(Dataset)
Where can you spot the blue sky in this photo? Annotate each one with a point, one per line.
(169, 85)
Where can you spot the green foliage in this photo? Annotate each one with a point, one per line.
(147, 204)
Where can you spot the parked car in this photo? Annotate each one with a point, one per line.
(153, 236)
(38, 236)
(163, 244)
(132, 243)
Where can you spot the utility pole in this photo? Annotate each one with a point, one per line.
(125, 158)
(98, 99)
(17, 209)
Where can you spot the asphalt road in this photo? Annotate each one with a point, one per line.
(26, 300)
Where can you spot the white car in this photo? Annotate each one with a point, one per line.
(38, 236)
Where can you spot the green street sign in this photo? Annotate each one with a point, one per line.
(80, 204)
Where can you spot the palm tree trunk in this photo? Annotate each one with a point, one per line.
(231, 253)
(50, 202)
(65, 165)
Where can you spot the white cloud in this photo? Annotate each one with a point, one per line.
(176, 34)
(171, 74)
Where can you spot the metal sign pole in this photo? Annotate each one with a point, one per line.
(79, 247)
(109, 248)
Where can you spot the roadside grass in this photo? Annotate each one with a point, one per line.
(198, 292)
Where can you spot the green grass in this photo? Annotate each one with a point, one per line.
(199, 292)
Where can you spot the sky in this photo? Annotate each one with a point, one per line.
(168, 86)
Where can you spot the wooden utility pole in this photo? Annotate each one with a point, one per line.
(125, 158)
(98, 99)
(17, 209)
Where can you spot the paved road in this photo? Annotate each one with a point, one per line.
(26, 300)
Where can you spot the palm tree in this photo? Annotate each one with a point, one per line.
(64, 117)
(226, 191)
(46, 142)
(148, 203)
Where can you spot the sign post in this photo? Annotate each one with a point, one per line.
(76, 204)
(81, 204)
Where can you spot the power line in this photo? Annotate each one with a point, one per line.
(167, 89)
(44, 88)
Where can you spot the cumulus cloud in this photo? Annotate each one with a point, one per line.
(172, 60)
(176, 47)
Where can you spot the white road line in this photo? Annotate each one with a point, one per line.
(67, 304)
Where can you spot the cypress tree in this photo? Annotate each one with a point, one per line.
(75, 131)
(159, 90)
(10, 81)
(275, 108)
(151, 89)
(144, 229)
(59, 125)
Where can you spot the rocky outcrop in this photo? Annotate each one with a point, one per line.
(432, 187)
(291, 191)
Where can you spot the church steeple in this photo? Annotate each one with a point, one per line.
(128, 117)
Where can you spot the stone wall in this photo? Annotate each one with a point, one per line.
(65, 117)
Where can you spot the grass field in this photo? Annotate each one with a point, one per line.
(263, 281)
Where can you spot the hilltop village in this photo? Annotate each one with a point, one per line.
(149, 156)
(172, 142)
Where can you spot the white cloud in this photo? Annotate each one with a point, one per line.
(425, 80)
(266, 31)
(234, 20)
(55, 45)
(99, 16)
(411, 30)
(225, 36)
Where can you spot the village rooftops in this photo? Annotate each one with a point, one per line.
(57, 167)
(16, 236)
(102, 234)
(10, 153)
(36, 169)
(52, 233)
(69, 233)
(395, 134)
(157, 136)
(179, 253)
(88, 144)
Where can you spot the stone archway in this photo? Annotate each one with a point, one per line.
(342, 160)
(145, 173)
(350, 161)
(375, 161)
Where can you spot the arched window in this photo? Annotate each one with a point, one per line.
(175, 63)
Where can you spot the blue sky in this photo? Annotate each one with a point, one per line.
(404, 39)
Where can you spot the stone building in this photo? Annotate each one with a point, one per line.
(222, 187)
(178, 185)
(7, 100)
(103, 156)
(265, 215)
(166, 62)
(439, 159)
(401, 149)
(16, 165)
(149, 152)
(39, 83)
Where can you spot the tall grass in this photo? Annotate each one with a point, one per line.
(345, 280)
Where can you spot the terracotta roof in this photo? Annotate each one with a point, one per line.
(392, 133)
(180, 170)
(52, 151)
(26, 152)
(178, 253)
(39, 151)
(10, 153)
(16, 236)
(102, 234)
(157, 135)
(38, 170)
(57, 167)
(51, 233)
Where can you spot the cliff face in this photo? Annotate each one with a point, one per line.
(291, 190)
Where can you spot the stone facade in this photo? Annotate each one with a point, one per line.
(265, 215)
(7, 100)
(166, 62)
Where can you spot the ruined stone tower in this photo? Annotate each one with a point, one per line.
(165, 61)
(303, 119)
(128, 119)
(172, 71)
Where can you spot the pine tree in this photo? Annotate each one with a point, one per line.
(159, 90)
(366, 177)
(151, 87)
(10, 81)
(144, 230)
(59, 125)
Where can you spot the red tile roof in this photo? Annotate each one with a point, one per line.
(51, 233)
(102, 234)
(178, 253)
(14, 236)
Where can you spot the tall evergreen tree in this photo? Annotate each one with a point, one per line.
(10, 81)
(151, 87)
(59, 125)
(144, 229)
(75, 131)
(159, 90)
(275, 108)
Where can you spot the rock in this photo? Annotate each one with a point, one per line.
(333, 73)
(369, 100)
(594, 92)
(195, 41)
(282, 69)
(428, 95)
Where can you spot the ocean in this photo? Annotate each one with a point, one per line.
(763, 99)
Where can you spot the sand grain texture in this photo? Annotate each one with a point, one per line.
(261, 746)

(Exercise)
For each entry above, please make an exact copy.

(Exercise result)
Where can you spot the blue sky in this photo? Annotate each one with a point, one per line.
(169, 85)
Where can you spot the green foliage in this photo? Annotate each one with a point, one per line.
(147, 204)
Where can you spot the parked car in this photo? Annotate each one with a point, one per line.
(153, 236)
(38, 236)
(163, 244)
(132, 243)
Where can you spot the utility pole in this photo? Annotate each one with a point, one per line.
(125, 158)
(98, 99)
(17, 209)
Where can you spot the asphalt road in this photo? Annotate each one with a point, one per line.
(26, 300)
Where can you spot the white car in this photo? Annotate each one with a point, one per line.
(38, 236)
Where can you spot the green street sign in this photo? Annotate each one with a point, one per line.
(80, 204)
Where can you spot the palm tree trunk in this photo? Annotate each one with a point, one per line.
(231, 253)
(50, 202)
(65, 165)
Where can you spot the white cloud in this photo? Annotate each one with a point, one per line.
(176, 34)
(171, 74)
Where can you spot the metal sign pole in this photo? Annotate each one with a point, one per line.
(79, 247)
(109, 248)
Where can you spot the roadside grass in this photo? Annotate each one with a point, one per line.
(198, 292)
Where can you spot the green grass in this photo? Annotate each one with a point, one per line.
(199, 292)
Where can you spot the sky in this photo? Annotate each one with a point, one per line.
(168, 86)
Where can you spot the wooden utility pole in this photo? Annotate each one with a point, one per line.
(125, 158)
(98, 99)
(17, 209)
Where can you spot the paved road in this photo? Annotate each one with a point, one per line.
(26, 300)
Where can you spot the palm tree in this photo? Annotate each one with a point, one per line.
(64, 117)
(226, 191)
(46, 142)
(148, 203)
Where can you spot the sign post in this photo? Annotate each one with a point, one per line.
(76, 204)
(81, 204)
Where can you spot the power line in this photo? Annotate each one with a point, one per line.
(167, 89)
(44, 88)
Where can you spot the cumulus cloud in this photo? Annotate each one with a point, one per line.
(172, 60)
(176, 47)
Where can you spot the white road line in this photo? Annotate each one with a point, one per line.
(67, 304)
Where can you spot the cypress tree in this photo? Annotate each one with a point, one per line.
(75, 131)
(159, 90)
(10, 81)
(275, 108)
(151, 89)
(144, 229)
(59, 125)
Where can you spot the rocky outcrop in this photo? Annotate each one with a point, one per line.
(432, 187)
(291, 191)
Where can you spot the church steeple in this photo? Annotate each one with a point, one per line.
(128, 117)
Where can you spot the stone wall in this photo? Annotate each one with a point, one per line.
(65, 117)
Where can you spot the grass field in this photo? Annotate each one with a point, one per line.
(263, 281)
Where can you spot the hilltop village in this photo? Annotate each one with a point, one per line.
(149, 156)
(172, 142)
Where can you spot the white cloud in this photo? Annotate each one with a point, one per line.
(425, 80)
(266, 31)
(234, 20)
(55, 45)
(99, 16)
(411, 30)
(225, 36)
Where can you spot the village rooftops in this photo? Annotate each one with a point, one per line.
(57, 167)
(16, 236)
(102, 234)
(10, 153)
(36, 169)
(52, 233)
(69, 233)
(395, 134)
(157, 136)
(179, 253)
(88, 144)
Where can you spot the stone archway in this photo? Annotate each one with a point, one per line.
(342, 160)
(145, 173)
(350, 161)
(375, 161)
Where can you spot the arched window in this photo? Annotate each one with a point, one per line.
(175, 63)
Where can you spot the blue sky in this photo? Annotate each one with a point, one per line.
(404, 39)
Where can you spot the stone building in this photo? Annotate each one with a point, one per line.
(222, 187)
(178, 185)
(7, 100)
(103, 156)
(265, 215)
(166, 62)
(439, 159)
(401, 149)
(16, 165)
(149, 152)
(39, 83)
Where can you spot the tall grass in this photo? Annotate each one with a point, one per line.
(345, 280)
Where can you spot the terracotta roof in this photo? Annotate each one with a point, one per line.
(392, 133)
(180, 170)
(52, 151)
(26, 152)
(178, 253)
(39, 151)
(10, 153)
(16, 236)
(102, 234)
(157, 135)
(38, 170)
(57, 167)
(51, 233)
Where can you spot the cliff face in this photo? Annotate each one with a point, one per line.
(291, 190)
Where can you spot the stone facade in this photo? Annotate each one with a point, one per line.
(265, 215)
(7, 100)
(166, 62)
Where can you spot the ruined stone tower in this photo? Annotate each one with a point, one per line.
(165, 61)
(303, 119)
(128, 119)
(172, 71)
Where can you spot the pine tree in this photo? Annotate each one with a point, one per line.
(159, 90)
(366, 177)
(151, 87)
(10, 81)
(144, 230)
(59, 125)
Where can you spot the red tile roof in this photo? Annotate each one with a point, one per line.
(51, 233)
(102, 234)
(178, 253)
(14, 236)
Where can you spot the tall evergreen tree in this photo? Annotate each one with a point, one per line.
(10, 81)
(151, 87)
(59, 125)
(144, 229)
(75, 131)
(159, 90)
(275, 108)
Where can you spot the rock in this photo? Annotate each one with a point, one per line.
(333, 73)
(369, 100)
(594, 92)
(195, 41)
(282, 69)
(428, 95)
Where can you spot the ocean in this photo? Annotate each one with a point, one per line.
(763, 99)
Where can you spot the sand grain texture in this photo? Annotate each one with a point, one per line.
(261, 746)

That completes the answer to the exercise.